» THE TASK
Can you write out every one of the records below in full, offsetting both values of each point coordinate in the answers by +96 and leaving everything else unchanged?
_ _ _ _ _ _ _
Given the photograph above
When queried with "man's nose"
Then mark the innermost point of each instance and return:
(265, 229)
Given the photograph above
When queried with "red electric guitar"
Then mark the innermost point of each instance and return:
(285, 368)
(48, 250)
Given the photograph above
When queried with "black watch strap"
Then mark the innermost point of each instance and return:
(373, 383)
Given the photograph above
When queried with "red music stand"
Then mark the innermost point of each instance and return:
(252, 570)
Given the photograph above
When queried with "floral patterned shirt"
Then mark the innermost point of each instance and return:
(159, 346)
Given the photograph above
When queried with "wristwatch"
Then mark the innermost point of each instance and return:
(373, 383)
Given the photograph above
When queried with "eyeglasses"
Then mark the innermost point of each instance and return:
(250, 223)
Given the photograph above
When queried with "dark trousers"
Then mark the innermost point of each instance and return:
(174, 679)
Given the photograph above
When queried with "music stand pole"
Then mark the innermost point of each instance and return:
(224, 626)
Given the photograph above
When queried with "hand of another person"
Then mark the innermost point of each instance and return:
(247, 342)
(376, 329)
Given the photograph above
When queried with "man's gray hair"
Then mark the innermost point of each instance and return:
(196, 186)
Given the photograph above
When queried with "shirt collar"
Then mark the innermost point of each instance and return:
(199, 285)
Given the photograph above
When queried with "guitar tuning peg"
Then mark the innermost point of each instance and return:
_ _ _ _ _ _ _
» SOLUTION BELOW
Given the photograph above
When queried with "man's nose"
Then mark the innermost point of each instance and return:
(361, 325)
Given the photograph above
When queried with "red electric guitar"
Then mark the innermost point of each instance and return:
(381, 464)
(144, 346)
Given the photograph above
When queried with "black watch strap"
Then mark the innermost point of each instance and return:
(469, 479)
Given the photograph above
When queried with "red music stand"
Then mark the innermost point of each instance and return:
(348, 666)
Given the photograph above
When queried with "floral patterned shirt"
Then mark the innermost point of each instance and return:
(255, 442)
Given the photograph above
When queried with "wristwatch"
Then mark the innermost point of each instance and return:
(469, 479)
Given the photograph above
When queried with "eyeglasses"
Then mark the innermost point of each instance and return:
(346, 319)
Given the photograph above
When queried with "dark trousers"
Then mark the innermost point of each instance and return:
(270, 775)
Given the photograph above
When queried with "music stand pole"
Then mark the innermost point of each instance and return:
(320, 722)
Given the photograph above
When queried with "hand of another person"
Then mark the innermost point of each instance and return:
(343, 438)
(472, 425)
Given the photograph above
When queried with "man's gray hair"
Then mark the innermost point of each instance and return:
(292, 282)
Given the photograph above
When queried with "shirt collar"
Then mark the innermost point of each instance and return:
(295, 381)
Given the photograph above
When queried with "guitar tuning peg"
Then mark the innermost point of each instance and return:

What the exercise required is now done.